▸ What the task asks:
Please return each line of the entries below that contains the word "white", copying those lines unchanged.

▸ Exercise material:
begin

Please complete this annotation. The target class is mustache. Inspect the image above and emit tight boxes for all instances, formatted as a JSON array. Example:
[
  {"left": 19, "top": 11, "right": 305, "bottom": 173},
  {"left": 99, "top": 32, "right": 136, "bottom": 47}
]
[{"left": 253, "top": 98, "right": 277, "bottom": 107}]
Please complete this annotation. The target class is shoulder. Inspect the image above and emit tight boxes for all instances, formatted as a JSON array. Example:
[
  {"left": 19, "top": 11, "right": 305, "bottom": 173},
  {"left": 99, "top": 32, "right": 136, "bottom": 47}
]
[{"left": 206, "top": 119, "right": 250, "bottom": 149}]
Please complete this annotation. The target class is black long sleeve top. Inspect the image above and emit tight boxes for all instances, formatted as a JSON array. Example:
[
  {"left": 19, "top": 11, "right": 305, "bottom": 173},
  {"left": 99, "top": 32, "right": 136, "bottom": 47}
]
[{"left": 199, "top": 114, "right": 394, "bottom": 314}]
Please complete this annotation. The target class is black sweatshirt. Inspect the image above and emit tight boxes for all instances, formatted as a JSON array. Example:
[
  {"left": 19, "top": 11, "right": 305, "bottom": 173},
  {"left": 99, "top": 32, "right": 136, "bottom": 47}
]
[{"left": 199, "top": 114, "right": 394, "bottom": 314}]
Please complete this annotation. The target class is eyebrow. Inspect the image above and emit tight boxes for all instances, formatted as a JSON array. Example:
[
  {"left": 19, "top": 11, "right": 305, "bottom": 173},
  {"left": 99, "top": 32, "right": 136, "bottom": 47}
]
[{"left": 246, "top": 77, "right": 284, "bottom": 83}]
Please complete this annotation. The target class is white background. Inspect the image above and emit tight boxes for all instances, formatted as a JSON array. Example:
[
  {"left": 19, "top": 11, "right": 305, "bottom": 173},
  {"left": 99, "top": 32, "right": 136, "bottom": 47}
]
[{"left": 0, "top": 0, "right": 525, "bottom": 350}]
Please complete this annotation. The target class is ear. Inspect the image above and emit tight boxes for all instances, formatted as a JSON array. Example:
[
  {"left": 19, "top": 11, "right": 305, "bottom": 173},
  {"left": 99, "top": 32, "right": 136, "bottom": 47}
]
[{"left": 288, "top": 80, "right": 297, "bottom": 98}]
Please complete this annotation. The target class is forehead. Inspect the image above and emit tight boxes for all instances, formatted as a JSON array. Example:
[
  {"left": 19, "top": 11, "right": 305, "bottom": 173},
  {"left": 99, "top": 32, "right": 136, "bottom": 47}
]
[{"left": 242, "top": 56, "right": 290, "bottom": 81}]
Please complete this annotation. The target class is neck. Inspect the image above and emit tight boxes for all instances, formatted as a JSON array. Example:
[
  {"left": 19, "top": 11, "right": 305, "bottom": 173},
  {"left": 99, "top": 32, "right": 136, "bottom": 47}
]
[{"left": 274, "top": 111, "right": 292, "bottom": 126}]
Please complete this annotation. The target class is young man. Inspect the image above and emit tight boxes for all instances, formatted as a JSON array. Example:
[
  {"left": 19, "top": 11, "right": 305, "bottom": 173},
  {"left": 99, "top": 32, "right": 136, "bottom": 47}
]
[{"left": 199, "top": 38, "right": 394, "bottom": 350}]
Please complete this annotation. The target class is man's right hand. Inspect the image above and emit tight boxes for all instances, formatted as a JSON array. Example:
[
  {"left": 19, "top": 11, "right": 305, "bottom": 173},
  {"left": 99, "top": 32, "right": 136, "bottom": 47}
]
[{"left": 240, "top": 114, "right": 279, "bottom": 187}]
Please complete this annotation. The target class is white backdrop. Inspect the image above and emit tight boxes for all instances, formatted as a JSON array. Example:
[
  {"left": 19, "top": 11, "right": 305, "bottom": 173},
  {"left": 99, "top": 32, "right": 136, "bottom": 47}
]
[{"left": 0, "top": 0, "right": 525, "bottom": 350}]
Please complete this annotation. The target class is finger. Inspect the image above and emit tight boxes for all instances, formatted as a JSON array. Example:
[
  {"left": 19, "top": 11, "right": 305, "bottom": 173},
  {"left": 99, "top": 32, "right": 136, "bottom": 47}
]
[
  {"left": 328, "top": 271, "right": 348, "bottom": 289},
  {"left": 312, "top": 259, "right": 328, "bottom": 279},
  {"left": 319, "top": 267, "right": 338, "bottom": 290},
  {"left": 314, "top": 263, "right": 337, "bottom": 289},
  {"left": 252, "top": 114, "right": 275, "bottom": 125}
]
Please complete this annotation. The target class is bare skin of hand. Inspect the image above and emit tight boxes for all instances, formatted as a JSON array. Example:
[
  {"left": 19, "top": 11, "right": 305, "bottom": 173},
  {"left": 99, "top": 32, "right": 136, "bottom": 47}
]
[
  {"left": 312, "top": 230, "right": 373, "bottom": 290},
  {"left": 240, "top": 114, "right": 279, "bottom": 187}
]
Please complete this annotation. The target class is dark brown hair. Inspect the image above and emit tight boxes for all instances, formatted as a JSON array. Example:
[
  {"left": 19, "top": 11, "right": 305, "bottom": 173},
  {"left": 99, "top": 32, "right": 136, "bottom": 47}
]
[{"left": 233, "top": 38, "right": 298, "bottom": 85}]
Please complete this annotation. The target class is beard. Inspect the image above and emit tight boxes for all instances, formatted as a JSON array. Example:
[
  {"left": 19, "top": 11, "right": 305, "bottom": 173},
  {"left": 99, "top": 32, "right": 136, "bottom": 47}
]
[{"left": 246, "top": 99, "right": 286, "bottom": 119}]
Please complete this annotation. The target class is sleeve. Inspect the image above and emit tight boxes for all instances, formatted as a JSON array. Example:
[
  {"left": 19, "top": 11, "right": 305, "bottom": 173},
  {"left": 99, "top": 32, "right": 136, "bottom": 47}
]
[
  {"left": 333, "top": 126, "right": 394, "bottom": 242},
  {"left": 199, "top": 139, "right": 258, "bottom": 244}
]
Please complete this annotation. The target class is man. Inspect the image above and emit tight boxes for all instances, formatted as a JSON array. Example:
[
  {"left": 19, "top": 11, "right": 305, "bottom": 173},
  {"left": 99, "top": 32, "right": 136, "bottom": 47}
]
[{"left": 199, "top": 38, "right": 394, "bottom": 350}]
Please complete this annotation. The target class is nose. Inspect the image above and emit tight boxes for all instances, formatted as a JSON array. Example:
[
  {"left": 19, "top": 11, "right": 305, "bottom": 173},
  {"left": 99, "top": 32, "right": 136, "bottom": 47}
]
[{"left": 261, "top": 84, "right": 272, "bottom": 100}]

end

▸ Written reply:
Please complete this annotation. The target class is white background. Inspect the image above and emit tight boxes for all instances, formatted as a JSON array. Example:
Please complete this annotation. The target class is white backdrop. Inspect the image above and emit tight boxes for all instances, formatted as a JSON array. Example:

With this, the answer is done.